## Article:
# # # #
L’empire turc occupe un espace immense en Asie, et par ses états feudataires, l’Égypte et Tunis, il s’entend jusque dans le Fezzan, le Ouadaï et le Darfour au cœur même de l’Afrique ; ce qui l’épuise, c’est sa haute administration : le sultan s’attribue le dixième du budget total, les ministres et les autres grands personnages vivant auprès du souverain trafiquent de leur faveur et pillent de leur mieux. Cependant la fertilité du sol est telle que la Turquie, sinon les Turcs, prend chaque année davantage sa place dans le concert européen ; malgré l’absence de voies de communication, l’agriculture livre au commerce une quantité considérable de produits naturels, céréales, coton, tabac, drogues tinctoriales, vins, huile, vers à soie. Les chemins de fer apporteraient peut-être avec eux le salut, si des excitations étrangères ne venaient réveiller sans cesse les haines de race à l’intérieur de chaque province et rendre ainsi bien difficile tout développement économique régulier.
La Serbie et le Monténégro
Les bornes de notre travail nous obligent à ne point suivre M. Reclus dans son étude détaillée de chacune des nations feudataires ou sujettes de la Turquie ; tout au plus dirons-nous quelques mots sur la Serbie dont l’examen est rempli d’actualités. Ce pays est en réalité une terre libre dont l’ancienne servitude n’était rappelée, il y a il peine quelques mois, que par un faible tribut annuel de 300 000 francs et par la présence d’une petite garnison turque dans la bicoque de Mali-Zvornik sur la frontière de la Bosnie. Séparé de l’Autriche-Hongrie par le Danube, il est ouvert du côté de la Turquie par la grande vallée centrale de la Morawa et les vallées de la Drina et du Timok.
# # # #
## Consigne 1:
Traduisez en anglais, s'il vous plaît, cette phrase de l'article : « Séparé de l’Autriche-Hongrie par le Danube, il est ouvert du côté de la Turquie par la grande vallée centrale de la Morawa et les vallées de la Drina et du Timok. »
## Consigne 2:
Répondez brièvement à ces questions sur l'article :
(a) Quelle part du budget total le sultan s'attribue-t-il ?
(b) Quel est le montant du tribut annuel mentionné pour la Serbie ?
(c) Où se trouvait la petite garnison turque évoquée à propos de la Serbie ?
## Consigne 3:
D'après l'article, qu'est-ce qui permet à la Turquie de prendre chaque année davantage sa place dans le concert européen ? Répondez en une à trois phrases.

## Données fournies:
# # # #
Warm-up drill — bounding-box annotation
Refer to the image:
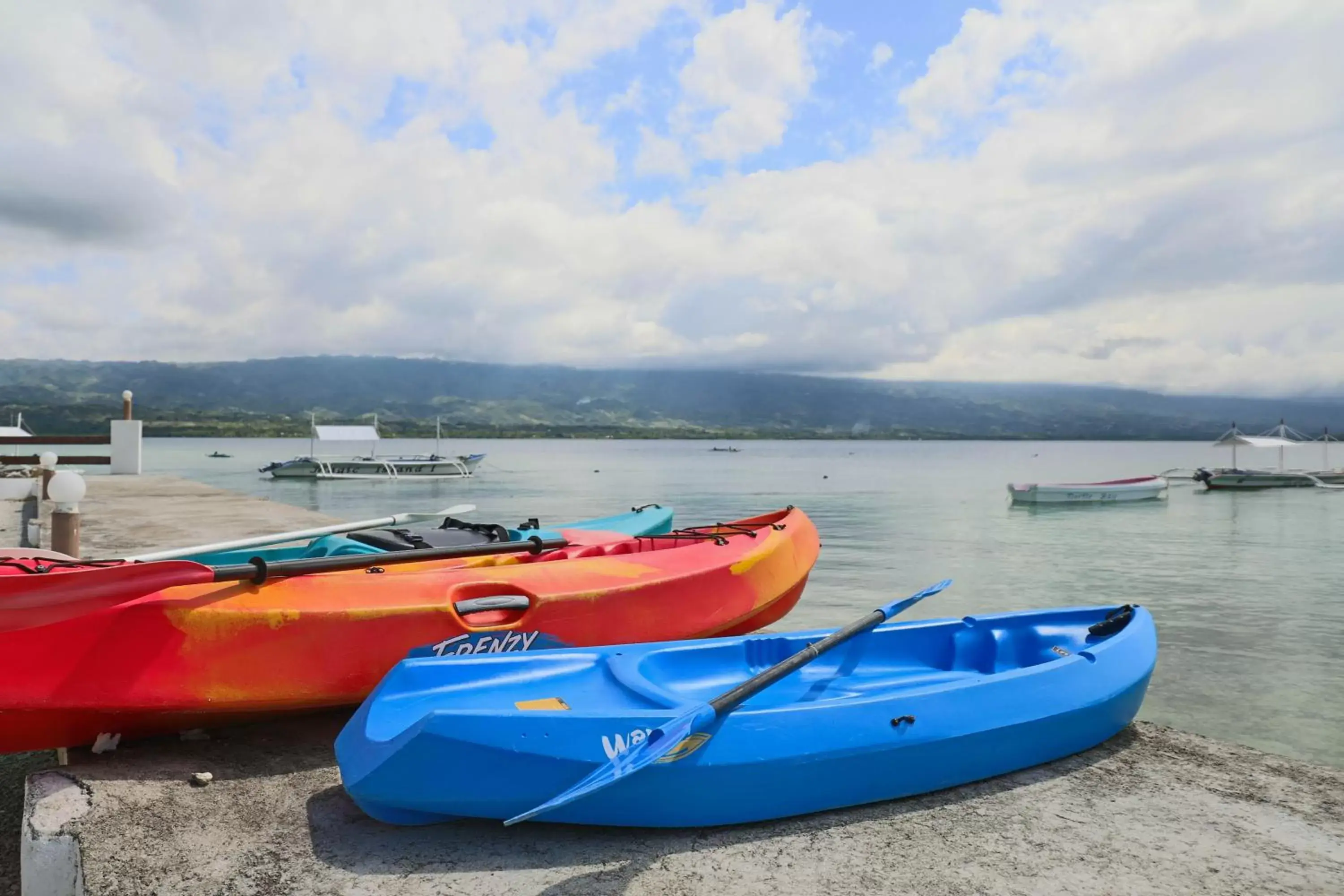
# # # #
## Réponse complète 1:
Separated from Austria-Hungary by the Danube, it is open on the side of Turkey through the great central valley of the Morawa and the valleys of the Drina and the Timok.

## Réponse complète 2:
(a) Le dixième du budget total.
(b) 300 000 francs.
(c) Dans la bicoque de Mali-Zvornik, sur la frontière de la Bosnie.

## Réponse complète 3:
C'est la grande fertilité du sol. Malgré l'absence de voies de communication, l'agriculture livre au commerce une quantité considérable de produits naturels : céréales, coton, tabac, drogues tinctoriales, vins, huile, vers à soie.